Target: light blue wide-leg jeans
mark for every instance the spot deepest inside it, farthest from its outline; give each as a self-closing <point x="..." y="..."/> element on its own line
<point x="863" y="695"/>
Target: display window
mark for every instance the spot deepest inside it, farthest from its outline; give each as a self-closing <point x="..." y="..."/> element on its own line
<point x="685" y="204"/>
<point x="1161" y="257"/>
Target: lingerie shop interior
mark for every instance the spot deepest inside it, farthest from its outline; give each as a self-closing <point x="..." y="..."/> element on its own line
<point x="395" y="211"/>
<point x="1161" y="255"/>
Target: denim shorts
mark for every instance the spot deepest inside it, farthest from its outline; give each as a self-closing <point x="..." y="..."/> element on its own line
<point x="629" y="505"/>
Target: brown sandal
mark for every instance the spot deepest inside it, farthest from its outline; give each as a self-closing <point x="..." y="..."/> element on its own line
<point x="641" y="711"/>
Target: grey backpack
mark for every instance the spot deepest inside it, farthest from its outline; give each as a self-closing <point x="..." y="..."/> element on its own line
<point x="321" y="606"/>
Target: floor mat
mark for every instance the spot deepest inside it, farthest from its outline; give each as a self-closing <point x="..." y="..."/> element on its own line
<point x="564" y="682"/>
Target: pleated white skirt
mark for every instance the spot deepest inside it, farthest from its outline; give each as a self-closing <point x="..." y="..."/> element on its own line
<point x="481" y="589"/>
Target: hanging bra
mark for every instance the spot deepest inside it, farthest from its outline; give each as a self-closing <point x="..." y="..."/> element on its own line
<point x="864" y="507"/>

Direction. Output the listing lines as a Markdown table, from the line containing "Target: denim shorts" through the last line of the listing, both included. Use the columns Row and Line, number each row, and leave out blank lines.

Exercise response.
| Row | Line |
|---|---|
| 1 | Target: denim shorts |
| 2 | mark for every instance the spot deepest inside it, farthest from its outline; give each as a self-closing <point x="..." y="..."/> element on its own line |
| 3 | <point x="629" y="505"/> |
| 4 | Target: brown sandal |
| 5 | mark for every instance the spot deepest inside it, farthest from its outline; give each as a self-closing <point x="..." y="..."/> element on its own line |
| 6 | <point x="641" y="711"/> |
| 7 | Target: grey backpack |
| 8 | mark for every instance the spot deepest inside it, farthest from its outline; give each as a self-closing <point x="..." y="..."/> element on its own line |
| 9 | <point x="321" y="606"/> |
| 10 | Target: floor mat |
| 11 | mark for every instance the spot deepest inside it, farthest from its outline; give each as a self-closing <point x="..." y="..."/> element on its own line |
| 12 | <point x="564" y="682"/> |
| 13 | Target: pleated white skirt |
| 14 | mark for every instance the spot deepest inside it, farthest from its outline; give each as a self-closing <point x="..." y="..."/> element on its own line |
| 15 | <point x="481" y="589"/> |
| 16 | Target: hanging bra |
| 17 | mark for every instance the spot deepest inside it, farthest from its outline; give each as a self-closing <point x="..." y="..."/> element on its own line |
| 18 | <point x="864" y="507"/> |